▶ [Text for analysis]:
^^^^^^^^^^^^^^^^
The premise is simple: for every snack bundle (containing two granola bars, trail mix and a bottle of water) sold, Ash donates a second to three charities: Alternatives for Girls, Detroit Rescue Mission and the YWCA Interim House. Two years ago, Ash designed the shark logo (his favorite movie growing up is “Jaws”) and started screen printing T-shirts. Then came yoga mats, followed by socks. Twenty percent of the sales go to charities.

He also hosts fund-raising events and delivers the donations on monthly, sometimes weekly rounds. Like all people whose default mode is to give as much as, if not more than, they get, Ash says Attack Hunger makes him happy.

So, in light of his big heart, it was all the more distressing to learn that thieves recently targeted Ash, stealing his computer and personalized Patagonia messenger bag, which was given to him by his employer, Moosejaw Mountaineering, on his six-year anniversary. (On the inside flap it reads: “We can’t believe you haven’t quit yet.”) Thanks to good friends, Ash was not bereft for long.

The Moosejaw job — he works in receiving at the headquarters in Madison Heights — is full time; Attack Hunger work is mostly done on the weekends at a booth he rents at the Rust Belt Market in Ferndale. All the while, the avid outdoorsman would much rather be kayaking or hiking.
^^^^^^^^^^^^^^^^
▶ [Extracted material]:
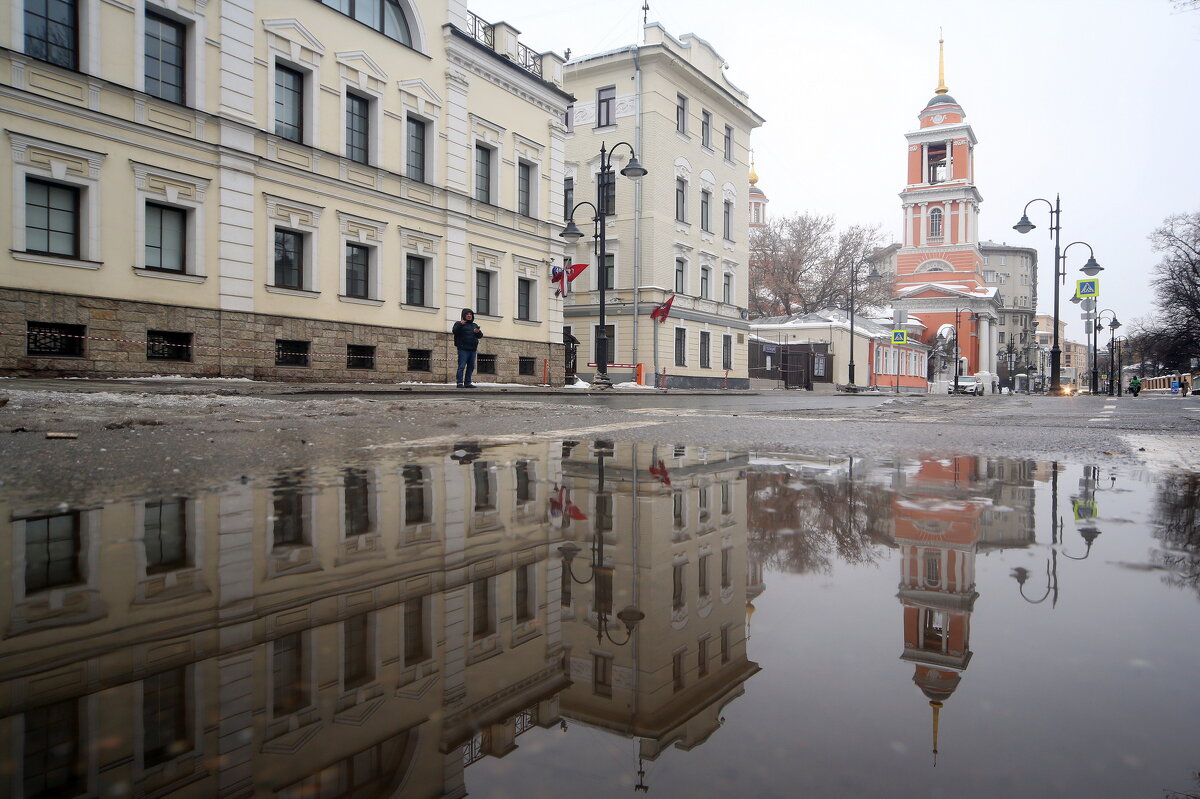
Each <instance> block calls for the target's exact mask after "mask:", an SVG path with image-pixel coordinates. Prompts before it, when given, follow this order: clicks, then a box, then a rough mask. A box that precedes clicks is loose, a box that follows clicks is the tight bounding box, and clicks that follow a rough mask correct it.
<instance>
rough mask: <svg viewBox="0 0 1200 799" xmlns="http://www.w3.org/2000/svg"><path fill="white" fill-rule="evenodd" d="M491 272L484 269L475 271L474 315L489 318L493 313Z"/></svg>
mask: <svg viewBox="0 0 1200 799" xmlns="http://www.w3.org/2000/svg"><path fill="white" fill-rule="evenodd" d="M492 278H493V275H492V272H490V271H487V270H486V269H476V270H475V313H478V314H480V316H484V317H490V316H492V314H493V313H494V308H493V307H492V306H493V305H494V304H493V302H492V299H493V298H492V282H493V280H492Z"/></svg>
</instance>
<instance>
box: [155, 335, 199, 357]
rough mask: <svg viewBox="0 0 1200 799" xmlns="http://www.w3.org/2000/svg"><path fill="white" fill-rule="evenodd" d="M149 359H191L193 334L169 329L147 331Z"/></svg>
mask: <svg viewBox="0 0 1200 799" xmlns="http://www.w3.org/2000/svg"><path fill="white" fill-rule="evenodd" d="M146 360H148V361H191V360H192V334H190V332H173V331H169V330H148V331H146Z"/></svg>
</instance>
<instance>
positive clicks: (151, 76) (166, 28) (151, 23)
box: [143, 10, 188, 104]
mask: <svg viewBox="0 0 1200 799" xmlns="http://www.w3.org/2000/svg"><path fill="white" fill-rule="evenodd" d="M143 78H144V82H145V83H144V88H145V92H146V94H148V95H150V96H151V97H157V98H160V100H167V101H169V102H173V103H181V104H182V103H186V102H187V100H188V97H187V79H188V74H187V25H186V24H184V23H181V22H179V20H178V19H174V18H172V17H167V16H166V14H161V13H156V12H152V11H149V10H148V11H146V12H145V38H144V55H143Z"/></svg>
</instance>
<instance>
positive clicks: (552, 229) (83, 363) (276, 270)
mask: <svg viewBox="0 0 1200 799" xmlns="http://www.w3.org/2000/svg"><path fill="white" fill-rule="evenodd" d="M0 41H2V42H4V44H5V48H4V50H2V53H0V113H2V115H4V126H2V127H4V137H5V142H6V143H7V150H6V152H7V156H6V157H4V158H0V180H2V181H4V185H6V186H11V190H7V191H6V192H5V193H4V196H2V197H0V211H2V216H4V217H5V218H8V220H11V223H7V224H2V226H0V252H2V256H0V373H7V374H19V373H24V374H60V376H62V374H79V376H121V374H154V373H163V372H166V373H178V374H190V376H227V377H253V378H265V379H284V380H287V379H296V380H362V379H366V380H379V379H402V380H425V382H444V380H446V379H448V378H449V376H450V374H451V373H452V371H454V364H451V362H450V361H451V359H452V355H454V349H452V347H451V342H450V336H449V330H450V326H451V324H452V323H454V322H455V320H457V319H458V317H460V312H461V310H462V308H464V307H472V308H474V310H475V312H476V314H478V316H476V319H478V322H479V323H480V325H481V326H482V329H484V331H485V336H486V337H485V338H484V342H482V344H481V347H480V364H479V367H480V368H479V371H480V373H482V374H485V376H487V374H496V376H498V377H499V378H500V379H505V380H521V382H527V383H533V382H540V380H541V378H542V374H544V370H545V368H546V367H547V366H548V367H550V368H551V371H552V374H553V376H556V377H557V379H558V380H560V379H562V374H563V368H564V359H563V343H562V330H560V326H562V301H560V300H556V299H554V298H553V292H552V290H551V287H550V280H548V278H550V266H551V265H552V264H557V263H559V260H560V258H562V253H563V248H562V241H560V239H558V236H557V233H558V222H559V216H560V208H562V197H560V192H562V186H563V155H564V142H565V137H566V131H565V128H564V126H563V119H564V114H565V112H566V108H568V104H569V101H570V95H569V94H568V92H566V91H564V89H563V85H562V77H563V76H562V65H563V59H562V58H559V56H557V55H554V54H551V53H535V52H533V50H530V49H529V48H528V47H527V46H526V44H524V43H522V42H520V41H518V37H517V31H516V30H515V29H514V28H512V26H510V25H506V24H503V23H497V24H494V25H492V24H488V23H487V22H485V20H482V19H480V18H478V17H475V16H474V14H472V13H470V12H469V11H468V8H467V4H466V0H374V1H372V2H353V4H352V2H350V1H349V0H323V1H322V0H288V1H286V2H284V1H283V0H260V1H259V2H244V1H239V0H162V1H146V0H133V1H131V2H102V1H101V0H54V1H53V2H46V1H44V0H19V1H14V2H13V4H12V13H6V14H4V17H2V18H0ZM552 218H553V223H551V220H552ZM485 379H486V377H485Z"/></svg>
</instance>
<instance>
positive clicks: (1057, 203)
^^^^^^^^^^^^^^^^
▶ [Actions to take]:
a) Answer these questions from the passage about Attack Hunger:
(i) Which three charities receive the donated snack bundles?
(ii) What company gave Ash the messenger bag that was stolen?
(iii) Where is the booth Ash rents for his Attack Hunger work?
b) Please extend the passage about Attack Hunger with a further paragraph that picks up after its final sentence.
The records are separate material from the passage about Attack Hunger.

▶ [Numbered responses]:
a)
(i) Alternatives for Girls, Detroit Rescue Mission and the YWCA Interim House
(ii) Moosejaw Mountaineering
(iii) At the Rust Belt Market in Ferndale

b)
“I’ll go on one-night trips to state parks about a half hour away with my buddies, but I need to be back here on Saturday mornings,” he says with a shrug. “But I actually get a lot of fun out of this. It makes me feel good and I get to express myself artistically.”

Raised in Harper Woods, Ash says his “modest upbringing” instilled in him a desire to give back.

“My mom and dad are very compassionate people, and outreach has always made sense for me.”

After graduating from Grosse Pointe North High School, Ash got his associate degree in political science from Macomb Community College.

“I was really passionate about it, but I was kind of demoralized after I learned more in depth about the futility of the political process,” he says.

Ash found his calling when he learned through Feeding America, (the nationwide network of food banks) that one in five children in Detroit go hungry. “This is cool because it’s me being able to change things my own way.”

Last year, Moosejaw ran a two-page spread in its catalog, naming him one of their “Notable Humans of Detroit.” The catalog reads:

“His mission is to ‘Feed the D.’ And he does it with such humility and genuine passion. And we’re not just saying that because he works for Moosejaw. He’s pretty legit.’

One of Ash’s good friends, Sean Cochran, says: “There’s not very many young people like him. Everyone else is so concerned with other things and he’s just 100 percent into taking care of the less fortunate. He is the real deal.”

After midnight a couple Saturdays ago, while hanging with friends at the Tangent Gallery next to the Russell Industrial Center, someone broke into Ash’s 2012 Ford Escape by smashing the window. They stole his computer — a Lenovo Thinkpad and beloved messenger bag. The computer was an especially hard blow because he had all his new Attack Hunger designs on it that he was planning on introducing for the holidays. And gone, too, were all the baby pictures of his nieces.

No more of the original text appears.